Print verbatim only the lines of the rows below, starting with the line that contains "Roster-mapping task: tag the gold" and going on through the end of the rows.
____
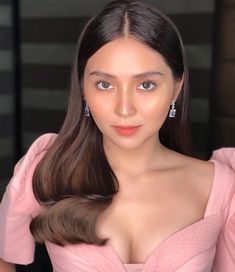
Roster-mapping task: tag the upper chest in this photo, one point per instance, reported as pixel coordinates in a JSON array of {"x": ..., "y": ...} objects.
[{"x": 141, "y": 217}]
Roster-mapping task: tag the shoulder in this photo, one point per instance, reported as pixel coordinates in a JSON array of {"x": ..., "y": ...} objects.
[{"x": 28, "y": 162}]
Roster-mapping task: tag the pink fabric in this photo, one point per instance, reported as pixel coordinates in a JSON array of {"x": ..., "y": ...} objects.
[{"x": 207, "y": 245}]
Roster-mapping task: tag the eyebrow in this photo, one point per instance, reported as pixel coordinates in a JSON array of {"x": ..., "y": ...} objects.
[{"x": 149, "y": 73}]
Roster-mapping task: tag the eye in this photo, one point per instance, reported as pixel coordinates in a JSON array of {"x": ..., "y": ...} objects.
[
  {"x": 104, "y": 85},
  {"x": 147, "y": 86}
]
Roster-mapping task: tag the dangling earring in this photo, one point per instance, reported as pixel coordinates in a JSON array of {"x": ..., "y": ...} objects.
[
  {"x": 172, "y": 111},
  {"x": 87, "y": 111}
]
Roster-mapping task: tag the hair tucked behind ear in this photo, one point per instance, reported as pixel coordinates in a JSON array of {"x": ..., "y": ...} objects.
[{"x": 74, "y": 181}]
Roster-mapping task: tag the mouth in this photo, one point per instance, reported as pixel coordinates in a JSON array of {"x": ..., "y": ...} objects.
[{"x": 126, "y": 130}]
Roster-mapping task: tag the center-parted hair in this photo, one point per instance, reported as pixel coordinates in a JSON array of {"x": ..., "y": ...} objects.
[{"x": 74, "y": 181}]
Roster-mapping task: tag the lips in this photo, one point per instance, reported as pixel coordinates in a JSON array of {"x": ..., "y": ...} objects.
[{"x": 126, "y": 130}]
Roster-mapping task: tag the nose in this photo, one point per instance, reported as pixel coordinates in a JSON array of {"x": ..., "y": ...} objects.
[{"x": 125, "y": 104}]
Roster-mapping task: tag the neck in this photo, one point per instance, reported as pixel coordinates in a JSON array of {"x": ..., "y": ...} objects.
[{"x": 136, "y": 161}]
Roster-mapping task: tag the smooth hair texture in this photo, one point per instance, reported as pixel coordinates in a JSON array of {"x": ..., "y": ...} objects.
[{"x": 74, "y": 181}]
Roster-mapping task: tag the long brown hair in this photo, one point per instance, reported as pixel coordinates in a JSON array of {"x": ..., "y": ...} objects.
[{"x": 74, "y": 180}]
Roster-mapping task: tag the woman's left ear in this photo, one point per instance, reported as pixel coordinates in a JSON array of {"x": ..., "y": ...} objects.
[{"x": 178, "y": 87}]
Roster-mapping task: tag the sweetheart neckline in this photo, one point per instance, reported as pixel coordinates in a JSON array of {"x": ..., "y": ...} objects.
[{"x": 177, "y": 232}]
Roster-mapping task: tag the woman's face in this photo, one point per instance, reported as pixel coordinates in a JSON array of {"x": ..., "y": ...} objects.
[{"x": 129, "y": 89}]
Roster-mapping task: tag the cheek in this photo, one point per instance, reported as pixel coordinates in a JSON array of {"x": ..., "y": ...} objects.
[{"x": 156, "y": 108}]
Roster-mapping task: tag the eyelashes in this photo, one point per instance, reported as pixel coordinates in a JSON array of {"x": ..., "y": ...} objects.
[{"x": 145, "y": 86}]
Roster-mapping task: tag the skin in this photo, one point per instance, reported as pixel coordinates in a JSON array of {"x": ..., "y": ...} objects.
[
  {"x": 6, "y": 267},
  {"x": 159, "y": 193}
]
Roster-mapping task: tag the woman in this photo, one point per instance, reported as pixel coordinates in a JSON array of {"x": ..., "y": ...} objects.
[{"x": 116, "y": 189}]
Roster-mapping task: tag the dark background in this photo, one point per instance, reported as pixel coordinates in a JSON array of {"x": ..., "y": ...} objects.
[{"x": 37, "y": 44}]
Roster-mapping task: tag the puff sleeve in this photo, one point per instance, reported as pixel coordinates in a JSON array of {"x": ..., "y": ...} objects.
[
  {"x": 19, "y": 206},
  {"x": 225, "y": 252}
]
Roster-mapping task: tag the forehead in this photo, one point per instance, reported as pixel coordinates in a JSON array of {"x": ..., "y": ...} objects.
[{"x": 126, "y": 55}]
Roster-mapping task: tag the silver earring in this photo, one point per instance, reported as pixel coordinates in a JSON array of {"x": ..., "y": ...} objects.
[
  {"x": 87, "y": 111},
  {"x": 172, "y": 111}
]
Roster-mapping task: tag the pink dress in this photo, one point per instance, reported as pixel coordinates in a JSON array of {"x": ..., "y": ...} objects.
[{"x": 207, "y": 245}]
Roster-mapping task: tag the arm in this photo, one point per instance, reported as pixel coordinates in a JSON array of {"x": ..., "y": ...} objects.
[{"x": 6, "y": 267}]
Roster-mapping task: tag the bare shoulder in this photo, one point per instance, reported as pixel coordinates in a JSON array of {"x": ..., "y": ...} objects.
[{"x": 199, "y": 174}]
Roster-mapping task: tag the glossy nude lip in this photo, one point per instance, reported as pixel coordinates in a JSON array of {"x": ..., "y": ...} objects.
[{"x": 126, "y": 130}]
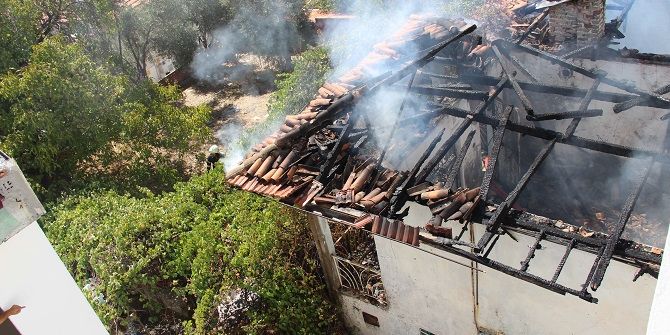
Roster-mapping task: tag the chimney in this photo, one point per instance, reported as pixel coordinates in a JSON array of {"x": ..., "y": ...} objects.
[{"x": 578, "y": 21}]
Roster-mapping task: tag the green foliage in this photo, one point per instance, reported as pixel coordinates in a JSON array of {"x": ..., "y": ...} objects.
[
  {"x": 62, "y": 108},
  {"x": 172, "y": 255},
  {"x": 17, "y": 33},
  {"x": 69, "y": 122}
]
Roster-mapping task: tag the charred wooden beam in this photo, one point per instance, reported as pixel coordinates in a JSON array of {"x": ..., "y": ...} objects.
[
  {"x": 555, "y": 287},
  {"x": 626, "y": 105},
  {"x": 619, "y": 228},
  {"x": 576, "y": 141},
  {"x": 583, "y": 106},
  {"x": 565, "y": 115},
  {"x": 497, "y": 144},
  {"x": 547, "y": 89},
  {"x": 400, "y": 194},
  {"x": 449, "y": 93},
  {"x": 590, "y": 73},
  {"x": 503, "y": 208},
  {"x": 442, "y": 151},
  {"x": 510, "y": 73},
  {"x": 456, "y": 167},
  {"x": 532, "y": 26}
]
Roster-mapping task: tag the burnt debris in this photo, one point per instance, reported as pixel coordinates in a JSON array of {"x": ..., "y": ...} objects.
[{"x": 322, "y": 160}]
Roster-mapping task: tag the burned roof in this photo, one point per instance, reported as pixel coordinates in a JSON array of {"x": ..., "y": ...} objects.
[{"x": 341, "y": 158}]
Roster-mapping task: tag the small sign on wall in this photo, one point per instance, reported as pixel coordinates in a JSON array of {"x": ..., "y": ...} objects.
[{"x": 19, "y": 206}]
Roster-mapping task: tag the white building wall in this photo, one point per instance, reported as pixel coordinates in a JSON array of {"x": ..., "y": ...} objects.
[
  {"x": 427, "y": 291},
  {"x": 34, "y": 276}
]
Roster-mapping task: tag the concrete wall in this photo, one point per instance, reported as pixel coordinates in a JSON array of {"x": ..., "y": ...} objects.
[
  {"x": 34, "y": 276},
  {"x": 428, "y": 288}
]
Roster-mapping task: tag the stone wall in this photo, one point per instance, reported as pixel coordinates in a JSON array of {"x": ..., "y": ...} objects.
[{"x": 577, "y": 21}]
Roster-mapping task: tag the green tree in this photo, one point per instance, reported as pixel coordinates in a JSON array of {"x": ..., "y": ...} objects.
[
  {"x": 69, "y": 122},
  {"x": 170, "y": 257},
  {"x": 60, "y": 109},
  {"x": 17, "y": 33},
  {"x": 271, "y": 28}
]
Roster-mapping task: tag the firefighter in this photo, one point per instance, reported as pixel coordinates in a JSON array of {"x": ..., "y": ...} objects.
[{"x": 214, "y": 157}]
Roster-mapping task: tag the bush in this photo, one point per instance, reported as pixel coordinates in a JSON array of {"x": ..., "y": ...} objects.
[
  {"x": 71, "y": 123},
  {"x": 170, "y": 257}
]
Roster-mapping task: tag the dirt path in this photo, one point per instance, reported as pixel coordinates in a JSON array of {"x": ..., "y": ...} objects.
[{"x": 234, "y": 110}]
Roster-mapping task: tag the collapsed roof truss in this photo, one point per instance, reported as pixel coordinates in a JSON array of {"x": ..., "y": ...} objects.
[{"x": 311, "y": 193}]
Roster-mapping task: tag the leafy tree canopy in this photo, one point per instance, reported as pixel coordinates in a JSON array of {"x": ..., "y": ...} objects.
[
  {"x": 67, "y": 117},
  {"x": 18, "y": 32},
  {"x": 172, "y": 256}
]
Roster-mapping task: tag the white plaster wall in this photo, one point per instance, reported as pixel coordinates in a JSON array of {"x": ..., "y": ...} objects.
[
  {"x": 423, "y": 291},
  {"x": 34, "y": 276}
]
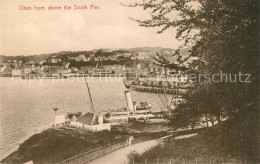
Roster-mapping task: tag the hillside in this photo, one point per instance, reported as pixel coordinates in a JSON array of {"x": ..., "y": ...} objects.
[
  {"x": 64, "y": 55},
  {"x": 235, "y": 140}
]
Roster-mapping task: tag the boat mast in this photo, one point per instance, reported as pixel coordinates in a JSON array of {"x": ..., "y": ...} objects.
[{"x": 90, "y": 96}]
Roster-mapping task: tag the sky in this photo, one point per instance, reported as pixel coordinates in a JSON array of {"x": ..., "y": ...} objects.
[{"x": 34, "y": 32}]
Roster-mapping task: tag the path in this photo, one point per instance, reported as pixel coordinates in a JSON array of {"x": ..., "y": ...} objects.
[{"x": 120, "y": 156}]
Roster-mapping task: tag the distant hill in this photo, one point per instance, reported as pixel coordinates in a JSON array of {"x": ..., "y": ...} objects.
[
  {"x": 35, "y": 58},
  {"x": 150, "y": 51}
]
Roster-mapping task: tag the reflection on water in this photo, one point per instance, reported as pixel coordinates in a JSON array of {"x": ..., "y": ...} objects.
[{"x": 26, "y": 107}]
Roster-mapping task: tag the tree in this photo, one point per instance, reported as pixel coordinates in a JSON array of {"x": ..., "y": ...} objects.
[{"x": 222, "y": 36}]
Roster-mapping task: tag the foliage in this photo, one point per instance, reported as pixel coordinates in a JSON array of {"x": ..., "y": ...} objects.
[{"x": 222, "y": 36}]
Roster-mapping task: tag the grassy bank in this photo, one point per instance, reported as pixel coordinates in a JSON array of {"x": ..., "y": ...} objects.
[{"x": 54, "y": 145}]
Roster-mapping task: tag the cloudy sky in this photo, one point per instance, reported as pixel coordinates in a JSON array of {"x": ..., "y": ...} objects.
[{"x": 34, "y": 32}]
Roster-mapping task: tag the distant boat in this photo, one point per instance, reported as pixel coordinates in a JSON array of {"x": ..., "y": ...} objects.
[{"x": 143, "y": 111}]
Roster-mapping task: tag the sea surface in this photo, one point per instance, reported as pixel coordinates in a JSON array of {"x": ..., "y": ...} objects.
[{"x": 26, "y": 106}]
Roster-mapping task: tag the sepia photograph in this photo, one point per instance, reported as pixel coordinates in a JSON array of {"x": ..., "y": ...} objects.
[{"x": 129, "y": 82}]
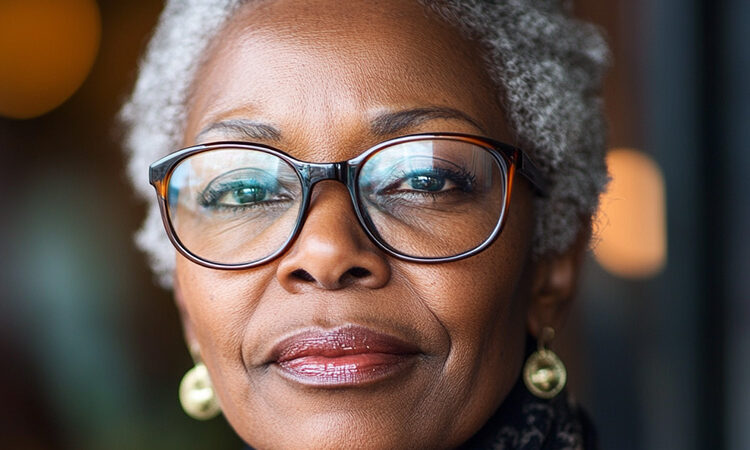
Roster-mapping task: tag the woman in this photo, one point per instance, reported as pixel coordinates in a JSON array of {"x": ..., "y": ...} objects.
[{"x": 352, "y": 269}]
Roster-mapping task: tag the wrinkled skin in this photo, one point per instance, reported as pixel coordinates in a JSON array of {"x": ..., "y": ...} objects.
[{"x": 319, "y": 71}]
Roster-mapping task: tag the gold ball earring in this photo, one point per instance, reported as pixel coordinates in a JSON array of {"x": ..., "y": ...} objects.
[
  {"x": 544, "y": 373},
  {"x": 197, "y": 394}
]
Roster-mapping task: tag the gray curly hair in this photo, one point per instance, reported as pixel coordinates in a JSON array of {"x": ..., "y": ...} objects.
[{"x": 548, "y": 67}]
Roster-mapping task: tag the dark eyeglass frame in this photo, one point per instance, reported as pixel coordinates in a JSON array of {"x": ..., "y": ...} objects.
[{"x": 347, "y": 173}]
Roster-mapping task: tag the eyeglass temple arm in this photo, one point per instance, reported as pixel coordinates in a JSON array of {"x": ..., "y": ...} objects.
[{"x": 532, "y": 173}]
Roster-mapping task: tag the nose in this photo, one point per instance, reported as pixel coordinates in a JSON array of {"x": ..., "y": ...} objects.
[{"x": 332, "y": 250}]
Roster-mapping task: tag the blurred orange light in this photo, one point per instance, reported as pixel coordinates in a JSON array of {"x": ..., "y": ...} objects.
[
  {"x": 47, "y": 48},
  {"x": 631, "y": 223}
]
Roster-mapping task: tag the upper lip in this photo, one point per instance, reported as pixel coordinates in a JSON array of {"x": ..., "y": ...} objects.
[{"x": 348, "y": 340}]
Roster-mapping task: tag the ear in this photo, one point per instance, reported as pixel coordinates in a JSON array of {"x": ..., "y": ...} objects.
[
  {"x": 554, "y": 282},
  {"x": 187, "y": 324}
]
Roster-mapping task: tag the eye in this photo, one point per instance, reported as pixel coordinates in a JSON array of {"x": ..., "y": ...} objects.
[
  {"x": 430, "y": 183},
  {"x": 244, "y": 188},
  {"x": 427, "y": 181},
  {"x": 244, "y": 195}
]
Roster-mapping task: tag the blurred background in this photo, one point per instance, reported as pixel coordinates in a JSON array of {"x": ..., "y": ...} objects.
[{"x": 657, "y": 345}]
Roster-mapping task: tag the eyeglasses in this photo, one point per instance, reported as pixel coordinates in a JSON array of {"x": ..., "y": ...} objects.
____
▶ **PROBLEM SOLUTION**:
Roster-mapping task: tag the gold ball earring in this photo, one point per instance, reported as pixel coordinates in a JSON array of {"x": ..., "y": ...} objects.
[
  {"x": 544, "y": 373},
  {"x": 197, "y": 394}
]
Roster-mapping task: tag the gray curly hair in this photo, one point per instance, reported as pixel coordinates in a JSON array of {"x": ..., "y": ...} objects.
[{"x": 548, "y": 67}]
Roster-mapping task: tag the dark eyeglass frame in this photo, one point per instance, reported as pixel coordinates in a JSON array of {"x": ..., "y": ...} objects.
[{"x": 347, "y": 173}]
Roster-mapping task: tag the eyeglass temple arm in this photo, one point per instance, reported as pixel coordinates in a JSON array of {"x": ..., "y": ...} objects.
[{"x": 532, "y": 173}]
Roster-mapping task: tag the nose in this photo, one point per instance, reported as pixel coordinates in a JSON array of {"x": ..., "y": ...} objects.
[{"x": 332, "y": 250}]
Roster-mapping task: tag the blurred orange light in this photo, one point per instance, reported as pixel coordinates in a JSON array of {"x": ..., "y": ...} objects.
[
  {"x": 47, "y": 48},
  {"x": 631, "y": 223}
]
Roster-mapping task: tag the upper lip in this photo, one point per instance, reported as pixel coordinates in a JSON array of {"x": ..., "y": ...} objects.
[{"x": 348, "y": 340}]
Roster-mapping task: tag the ear in this photo, one point per instance, reported as pixel coordinates in a JSON array of {"x": ..., "y": ...} objects.
[
  {"x": 554, "y": 282},
  {"x": 187, "y": 324}
]
Roster-mapping task: tag the eye in this photo, one point per instance, reported as pixel coordinates in a JSON array of {"x": ..., "y": ...} objects.
[
  {"x": 430, "y": 183},
  {"x": 244, "y": 188},
  {"x": 427, "y": 181},
  {"x": 244, "y": 195}
]
Roster-mapping task: tag the blurred background in this photo, one point per instance, reported as pixel coordinates in a JSON array of {"x": ..., "y": ...} objects.
[{"x": 657, "y": 345}]
Roster-mapping task: tag the eyeglasses in this photo, one point per instance, reported as pixel coordinates in a JSON array of {"x": ..., "y": ...} objects.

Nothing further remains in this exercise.